Live from Daryl's House (simply known as Daryl's House and often abbreviated as LFDH) is an online music series that debuted in the autumn of 2007. The show features singer-songwriter Daryl Hall performing with his band and various guest artists at his home in Millerton, New York. The show provides a performance space that is an alternative to live concerts and studio sessions for popular artists. This allows the artists to "…have fun and [be] creatively spontaneous". The majority of shows include a segment in which Hall and the guest artist prepare food from different cuisines for everyone to eat. The food comes from various local restaurants and the chefs of those establishments walk Hall and guest through the preparation of the food.

Originally a web series, Live from Daryl's House expanded to broadcast TV but remained unchanged. Hall was quoted by Billboard.com as saying "it's an Internet show that is being shown on television, so I'm not adapting the show at all in any way to be a 'TV' show." The show debuted in 95 markets on September 24, 2011, with back-to-back half-hour episodes featuring Train (Episode 33) and Fitz and the Tantrums (Episode 35). Starting with the 66th episode, the shows are filmed at Hall's club, Daryl's House, in Pawling, New York.

History 
The first web show was a solo production which featured Hall and his backing band playing "Everything Your Heart Desires". It was not until the second episode that the show introduced its guest star format. Hall's long-time performing and songwriting partner John Oates (of the band Hall & Oates) was the first guest on the show with a Christmas episode entitled "Trimming the Tree".

Hall created Live from Daryl's House as a refuge from live touring on the road. He stated in an interview with Rolling Stone magazine that he wanted to bring the world to him, for a change. Hall wanted the opportunity to collaborate with contemporary artists, and this is his vehicle in which to do so.

Live from Daryl's House originally appeared on the program's website in November 2007. The initial episode was completely funded by Hall. In subsequent shows, costs were defrayed by corporate sponsors like Uline. Although some of those sponsored episodes are no longer available for viewing on the archive section of LFDH's website, they can still be found on YouTube and torrent trackers. In addition to corporate sponsorship, Hall routinely plugged local restaurants that provided catering for the shows. Often, the chef would teach Hall and the guest artist how to prepare at least one of the dishes that were served. When the program gained popularity, Hall's Good Cop Bad Cop Productions company signed two syndication deals (with Tribune being the most notable). In 2012, the Viacom-owned Palladia network took over the finances with help from a deal arranged by executive producer Jonathan Wolfson (Hall & Oates manager).

• _Information shown_
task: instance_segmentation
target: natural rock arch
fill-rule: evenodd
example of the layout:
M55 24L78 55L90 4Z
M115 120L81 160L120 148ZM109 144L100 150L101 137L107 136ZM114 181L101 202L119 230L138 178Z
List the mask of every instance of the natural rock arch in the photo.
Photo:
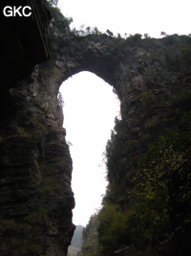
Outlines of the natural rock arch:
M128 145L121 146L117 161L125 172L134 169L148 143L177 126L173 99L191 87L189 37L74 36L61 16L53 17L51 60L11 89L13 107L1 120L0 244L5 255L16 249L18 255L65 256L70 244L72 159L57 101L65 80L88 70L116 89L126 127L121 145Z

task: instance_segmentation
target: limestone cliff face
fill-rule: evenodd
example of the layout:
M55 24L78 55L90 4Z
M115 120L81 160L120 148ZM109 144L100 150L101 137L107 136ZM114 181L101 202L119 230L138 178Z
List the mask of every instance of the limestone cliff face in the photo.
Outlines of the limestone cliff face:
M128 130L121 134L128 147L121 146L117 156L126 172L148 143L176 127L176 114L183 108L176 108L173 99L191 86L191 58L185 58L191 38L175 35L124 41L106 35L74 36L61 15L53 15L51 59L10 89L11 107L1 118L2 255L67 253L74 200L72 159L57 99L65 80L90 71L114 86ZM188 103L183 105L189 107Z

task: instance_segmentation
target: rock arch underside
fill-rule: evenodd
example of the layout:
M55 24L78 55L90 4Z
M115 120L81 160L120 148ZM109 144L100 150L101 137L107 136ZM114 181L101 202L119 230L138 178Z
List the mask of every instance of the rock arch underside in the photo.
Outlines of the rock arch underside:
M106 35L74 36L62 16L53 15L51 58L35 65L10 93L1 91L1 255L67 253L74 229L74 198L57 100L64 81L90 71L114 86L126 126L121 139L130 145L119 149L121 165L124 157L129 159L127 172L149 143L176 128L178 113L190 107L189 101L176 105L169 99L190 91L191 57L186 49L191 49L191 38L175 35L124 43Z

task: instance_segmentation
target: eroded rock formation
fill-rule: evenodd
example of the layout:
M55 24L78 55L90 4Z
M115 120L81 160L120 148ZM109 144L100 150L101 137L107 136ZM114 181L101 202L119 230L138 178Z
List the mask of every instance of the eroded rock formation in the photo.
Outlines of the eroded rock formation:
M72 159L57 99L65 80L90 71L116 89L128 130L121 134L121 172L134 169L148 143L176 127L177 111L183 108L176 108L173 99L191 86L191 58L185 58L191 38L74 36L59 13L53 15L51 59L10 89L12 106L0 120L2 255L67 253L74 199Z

• _What you have to do_
Pick up the Live from Daryl's House history after its last sentence, the one about Palladia taking over the finances in 2012, and write the next part.

• _Output_
In July 2018, BMG announced a new partnership with Live from Daryl's House. The agreement included worldwide rights to the entire 82-episode collection filmed from 2007 to 2016. The show's new production began in the fall of 2018 and was executive produced by Daryl Hall and Jonathan Wolfson for Good Cop Bad Cop Productions, and Joe Thomas and Bob Frank for BMG. Domenic Cotter of Sound Off Productions continued as the show's producer.

Episodes 
As of November 2020, 84 episodes of Live from Daryl's House have been filmed.

2014

2013

2012

2011

2010

2009

2008

2007

Syndication 
Live from Daryl's House gained traction on Rural Media Group's channels, and the Palladia network through a deal brokered by the show's Executive Producer Jonathan Wolfson, Rick Krim (VH1), and Ben Zurier (Executive Vice President, Programming Strategy, VH1, VH1 Classic, Palladia).
The show currently continues to air on VH1, MTV Live (formerly Palladia) (Viacom Media Network), RFD-TV and Family Net (both of the Rural Media Group), and on the Live from Daryl's House website. The show's website continues to premier the latest episodes from the series, and holds an archive of some of the past episodes. In an announced agreement, 2014 will see the show continue to air on Viacom Media Network's Palladia music channel  and new episodes will appear on all previously mentioned outlets.
The series has led to Daryl Hall touring a live version of the show with Sharon Jones and Allen Stone, among others.

On LFDH.com, the CeeLo Green song "Forget You" (explicitly entitled "Fuck You") was unedited on the website, but was heavily edited on Palladia and RFD-TV airings.

The "House"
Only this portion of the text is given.